### Selection:
- - - - -
First, I'll show you how to do it, then I'll summarize why:

Set $\xi=y-\frac{3}{2}x$, $\eta=x.$ Making the change of variables $u(x(\xi,\eta),y(\xi,\eta))=U(\xi,\eta),$ we can use the chain rule to calculate

\begin{align*} u_{xx}&=\frac{9}{4}U_{\xi\xi}-3U_{\xi\eta}+U_{\eta\eta}\\ u_{yy}&=U_{\xi\xi}\\ u_{xy}&=-\frac{3}{2}U_{\xi\xi}+U_{\xi\eta} \end{align*}

So, $$0=4u_{xx}+12u_{xy}+9u_{yy}=4U_{\eta\eta}.$$ That is, our PDE is in the canonical form $$\boxed{U_{\eta\eta}=0.}$$

This comes from looking at the PDE $$au_{xx}+2bu_{xy}+cu_{yy}+du_x+eu_y+fu=g$$ (with $a,b,c,d,e,f,g$ functions of $x,y$), with Cauchy data $u|_{\Gamma}=u_0$ and $\partial_\nu u|_{\Gamma}=u_1$, from which one can set up the characteristic-type equation

$$\frac{dy}{dx}=\frac{b\pm\sqrt{b^2-ac}}{a}$$ (which in the parabolic case has only one characteristic), then setting $\xi$ to be the constant of integration in the solution (we want it constant on characteristic curves). Finally, we just pick $\eta$ so that the change of variables matrix is invertible.

See, e.g., https://math.la.asu.edu/~dajones/class/476/canonical.pdf for more details on how to find the change of variables for different classes of PDEs.
- - - - -
### Written request 1:
In the PDE explanation, rewrite the paragraph beginning "So, $$0=4u_{xx}+12u_{xy}+9u_{yy}=4U_{\eta\eta}.$$" as a short bulleted list that keeps its main facts.
### Written request 2:
Please return, word for word, the passage of the PDE explanation that begins at the words "This comes from" and stops after "matrix is invertible.".

### Data records:
- - - - -
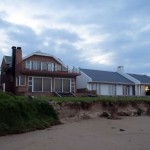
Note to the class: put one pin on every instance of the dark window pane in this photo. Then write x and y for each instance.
(58, 85)
(46, 84)
(66, 85)
(38, 84)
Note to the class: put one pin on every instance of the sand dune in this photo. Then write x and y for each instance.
(129, 133)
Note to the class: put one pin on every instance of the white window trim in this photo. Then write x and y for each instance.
(19, 84)
(42, 83)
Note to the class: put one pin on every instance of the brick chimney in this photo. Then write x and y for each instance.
(120, 69)
(16, 60)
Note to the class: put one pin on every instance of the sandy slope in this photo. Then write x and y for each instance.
(92, 134)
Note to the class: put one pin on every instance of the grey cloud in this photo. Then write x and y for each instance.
(61, 34)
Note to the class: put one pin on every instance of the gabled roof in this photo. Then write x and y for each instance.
(142, 78)
(106, 76)
(8, 59)
(39, 53)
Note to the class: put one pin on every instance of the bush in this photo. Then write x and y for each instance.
(18, 116)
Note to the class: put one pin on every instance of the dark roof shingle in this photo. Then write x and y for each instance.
(106, 76)
(142, 78)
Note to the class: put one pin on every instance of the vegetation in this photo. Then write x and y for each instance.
(22, 114)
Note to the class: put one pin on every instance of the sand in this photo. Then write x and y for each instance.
(91, 134)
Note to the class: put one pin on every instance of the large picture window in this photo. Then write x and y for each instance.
(20, 80)
(58, 85)
(46, 84)
(66, 85)
(39, 84)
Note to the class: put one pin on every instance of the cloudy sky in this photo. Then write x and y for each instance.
(94, 34)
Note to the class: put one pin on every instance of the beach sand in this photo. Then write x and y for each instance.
(129, 133)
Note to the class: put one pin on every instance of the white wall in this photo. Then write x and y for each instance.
(104, 89)
(143, 90)
(119, 90)
(82, 80)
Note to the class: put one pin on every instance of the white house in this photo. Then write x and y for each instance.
(113, 83)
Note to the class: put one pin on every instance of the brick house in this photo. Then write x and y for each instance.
(36, 74)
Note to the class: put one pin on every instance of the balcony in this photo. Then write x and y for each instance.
(66, 72)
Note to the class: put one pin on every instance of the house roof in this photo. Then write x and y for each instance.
(106, 76)
(44, 54)
(142, 78)
(8, 59)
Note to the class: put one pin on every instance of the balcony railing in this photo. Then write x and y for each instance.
(59, 72)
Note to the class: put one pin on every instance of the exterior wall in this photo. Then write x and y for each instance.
(119, 90)
(143, 93)
(82, 81)
(104, 89)
(43, 59)
(111, 89)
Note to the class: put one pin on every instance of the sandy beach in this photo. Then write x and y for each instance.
(129, 133)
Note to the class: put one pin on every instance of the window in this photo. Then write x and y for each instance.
(37, 84)
(38, 65)
(46, 84)
(20, 80)
(27, 64)
(34, 65)
(66, 85)
(58, 85)
(72, 86)
(30, 84)
(44, 66)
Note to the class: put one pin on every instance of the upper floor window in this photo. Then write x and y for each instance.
(37, 65)
(20, 80)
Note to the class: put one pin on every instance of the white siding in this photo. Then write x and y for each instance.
(143, 90)
(119, 90)
(82, 81)
(104, 89)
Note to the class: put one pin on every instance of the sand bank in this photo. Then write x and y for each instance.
(129, 133)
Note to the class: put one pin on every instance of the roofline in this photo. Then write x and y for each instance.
(111, 82)
(44, 54)
(86, 74)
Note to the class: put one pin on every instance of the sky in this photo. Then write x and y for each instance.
(91, 34)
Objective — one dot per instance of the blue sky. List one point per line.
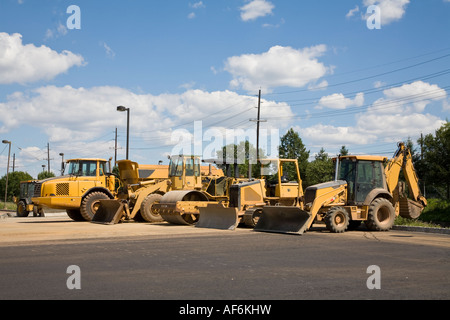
- - - - -
### Solution 1:
- After the change of variables, $4u_{xx}+12u_{xy}+9u_{yy}=4U_{\eta\eta}$, and this equals $0$.
- The PDE's canonical form is therefore $U_{\eta\eta}=0$.

### Solution 2:
This comes from looking at the PDE $$au_{xx}+2bu_{xy}+cu_{yy}+du_x+eu_y+fu=g$$ (with $a,b,c,d,e,f,g$ functions of $x,y$), with Cauchy data $u|_{\Gamma}=u_0$ and $\partial_\nu u|_{\Gamma}=u_1$, from which one can set up the characteristic-type equation

$$\frac{dy}{dx}=\frac{b\pm\sqrt{b^2-ac}}{a}$$ (which in the parabolic case has only one characteristic), then setting $\xi$ to be the constant of integration in the solution (we want it constant on characteristic curves). Finally, we just pick $\eta$ so that the change of variables matrix is invertible.